* STATED PROBLEM: Update the stretch from the line containing "the blue water." through the end of the lines by replacing every "keypoint" with "marker point" and leaving everything else as it is. Don't include the pictures in your answer.

Dataset excerpts on object pointing
⁂
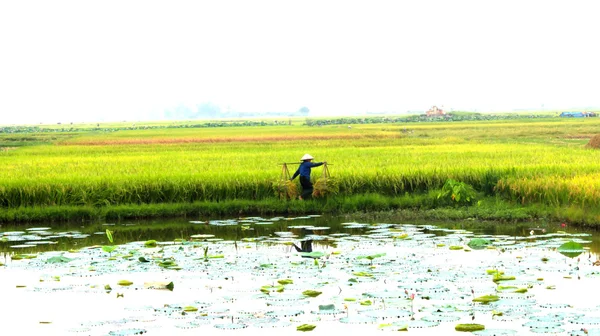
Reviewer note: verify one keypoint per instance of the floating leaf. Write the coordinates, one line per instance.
(109, 248)
(469, 327)
(311, 293)
(479, 243)
(150, 243)
(314, 255)
(124, 283)
(372, 256)
(109, 236)
(306, 327)
(486, 299)
(58, 260)
(571, 249)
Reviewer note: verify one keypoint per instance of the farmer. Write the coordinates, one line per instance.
(304, 172)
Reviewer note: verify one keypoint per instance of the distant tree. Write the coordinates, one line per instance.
(304, 110)
(209, 110)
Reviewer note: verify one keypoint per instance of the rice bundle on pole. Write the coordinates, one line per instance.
(325, 185)
(285, 188)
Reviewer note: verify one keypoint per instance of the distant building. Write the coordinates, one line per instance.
(435, 112)
(577, 114)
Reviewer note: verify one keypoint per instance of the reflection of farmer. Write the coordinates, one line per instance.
(304, 172)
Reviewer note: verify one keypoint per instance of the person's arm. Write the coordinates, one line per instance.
(295, 174)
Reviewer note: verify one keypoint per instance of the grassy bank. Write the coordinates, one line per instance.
(540, 165)
(409, 207)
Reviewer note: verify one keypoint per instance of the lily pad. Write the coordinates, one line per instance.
(469, 327)
(479, 243)
(306, 327)
(571, 249)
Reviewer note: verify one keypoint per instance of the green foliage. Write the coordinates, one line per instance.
(109, 248)
(150, 243)
(106, 174)
(109, 236)
(306, 327)
(460, 193)
(469, 327)
(571, 249)
(479, 243)
(311, 293)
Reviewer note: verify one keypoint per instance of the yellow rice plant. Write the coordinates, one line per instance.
(325, 185)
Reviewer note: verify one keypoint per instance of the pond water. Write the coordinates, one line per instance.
(240, 276)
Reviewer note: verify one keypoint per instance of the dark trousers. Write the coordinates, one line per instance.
(306, 187)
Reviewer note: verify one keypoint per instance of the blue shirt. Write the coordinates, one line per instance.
(304, 169)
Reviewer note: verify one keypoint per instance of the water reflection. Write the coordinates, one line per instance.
(65, 236)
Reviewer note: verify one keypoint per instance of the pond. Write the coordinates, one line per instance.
(241, 276)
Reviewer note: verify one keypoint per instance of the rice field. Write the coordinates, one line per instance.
(527, 161)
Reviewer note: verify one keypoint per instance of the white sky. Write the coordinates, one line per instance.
(115, 60)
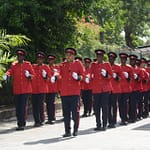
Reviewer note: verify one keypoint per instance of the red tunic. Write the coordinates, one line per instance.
(39, 84)
(69, 86)
(101, 84)
(21, 84)
(53, 87)
(137, 84)
(84, 85)
(148, 71)
(126, 85)
(116, 83)
(145, 80)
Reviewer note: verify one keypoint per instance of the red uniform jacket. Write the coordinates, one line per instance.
(39, 84)
(126, 85)
(21, 84)
(148, 71)
(53, 87)
(84, 85)
(101, 84)
(145, 80)
(116, 83)
(69, 86)
(137, 84)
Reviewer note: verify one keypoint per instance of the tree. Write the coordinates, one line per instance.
(50, 24)
(8, 45)
(137, 21)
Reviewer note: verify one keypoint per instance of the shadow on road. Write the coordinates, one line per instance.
(145, 127)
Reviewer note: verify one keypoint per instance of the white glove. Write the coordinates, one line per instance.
(44, 73)
(114, 75)
(27, 73)
(5, 77)
(103, 72)
(135, 76)
(53, 79)
(56, 73)
(75, 75)
(87, 80)
(126, 74)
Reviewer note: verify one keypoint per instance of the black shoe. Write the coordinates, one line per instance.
(124, 123)
(103, 128)
(75, 133)
(67, 134)
(111, 126)
(97, 129)
(20, 128)
(37, 124)
(50, 122)
(84, 115)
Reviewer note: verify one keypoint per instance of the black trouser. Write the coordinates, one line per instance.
(50, 105)
(21, 108)
(87, 101)
(112, 108)
(140, 106)
(123, 104)
(70, 105)
(101, 102)
(38, 108)
(133, 101)
(146, 104)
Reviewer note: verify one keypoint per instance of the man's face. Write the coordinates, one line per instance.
(132, 62)
(51, 61)
(123, 60)
(111, 59)
(69, 57)
(20, 57)
(100, 58)
(40, 60)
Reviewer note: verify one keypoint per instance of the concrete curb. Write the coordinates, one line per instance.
(6, 113)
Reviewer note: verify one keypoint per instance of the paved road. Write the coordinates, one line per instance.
(132, 137)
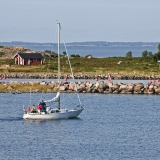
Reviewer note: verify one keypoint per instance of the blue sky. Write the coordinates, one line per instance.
(81, 20)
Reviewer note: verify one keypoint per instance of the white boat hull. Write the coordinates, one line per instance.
(63, 114)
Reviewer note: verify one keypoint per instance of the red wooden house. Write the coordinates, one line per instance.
(28, 58)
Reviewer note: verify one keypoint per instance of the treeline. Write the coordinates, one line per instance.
(147, 54)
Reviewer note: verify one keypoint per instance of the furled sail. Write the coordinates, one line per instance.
(55, 99)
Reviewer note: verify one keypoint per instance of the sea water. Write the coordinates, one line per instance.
(111, 126)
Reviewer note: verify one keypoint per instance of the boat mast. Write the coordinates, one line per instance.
(59, 63)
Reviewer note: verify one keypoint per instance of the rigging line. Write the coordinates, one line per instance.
(71, 71)
(54, 40)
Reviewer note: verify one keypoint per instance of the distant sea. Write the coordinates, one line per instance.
(96, 49)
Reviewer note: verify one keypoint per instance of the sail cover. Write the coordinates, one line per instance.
(55, 99)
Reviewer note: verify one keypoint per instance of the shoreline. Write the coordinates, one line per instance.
(114, 76)
(82, 87)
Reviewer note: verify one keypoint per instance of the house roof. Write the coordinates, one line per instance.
(30, 55)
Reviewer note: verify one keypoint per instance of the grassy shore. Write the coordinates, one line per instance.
(134, 66)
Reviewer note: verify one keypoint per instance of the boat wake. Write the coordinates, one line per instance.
(8, 119)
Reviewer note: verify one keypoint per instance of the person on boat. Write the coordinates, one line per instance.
(33, 109)
(28, 109)
(39, 108)
(43, 104)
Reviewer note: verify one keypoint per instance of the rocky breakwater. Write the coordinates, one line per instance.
(82, 87)
(80, 76)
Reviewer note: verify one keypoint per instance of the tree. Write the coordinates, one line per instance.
(129, 54)
(145, 54)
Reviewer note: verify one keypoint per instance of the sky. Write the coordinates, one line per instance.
(81, 20)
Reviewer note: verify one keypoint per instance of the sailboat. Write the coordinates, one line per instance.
(55, 113)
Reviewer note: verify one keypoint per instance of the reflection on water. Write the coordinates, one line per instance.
(112, 126)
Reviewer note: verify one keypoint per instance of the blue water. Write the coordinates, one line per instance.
(96, 49)
(112, 126)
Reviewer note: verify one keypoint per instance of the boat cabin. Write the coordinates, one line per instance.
(28, 58)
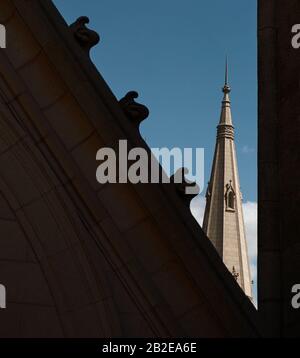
⁂
* COMPLETED EXERCISE:
Reviewer note: verify one marker point per instance of the blue water. Write the coordinates, one line per instance.
(96, 49)
(112, 126)
Reviewer note: verify one marker point per instance of the boat cabin. Write the coordinates, one line per instance.
(28, 58)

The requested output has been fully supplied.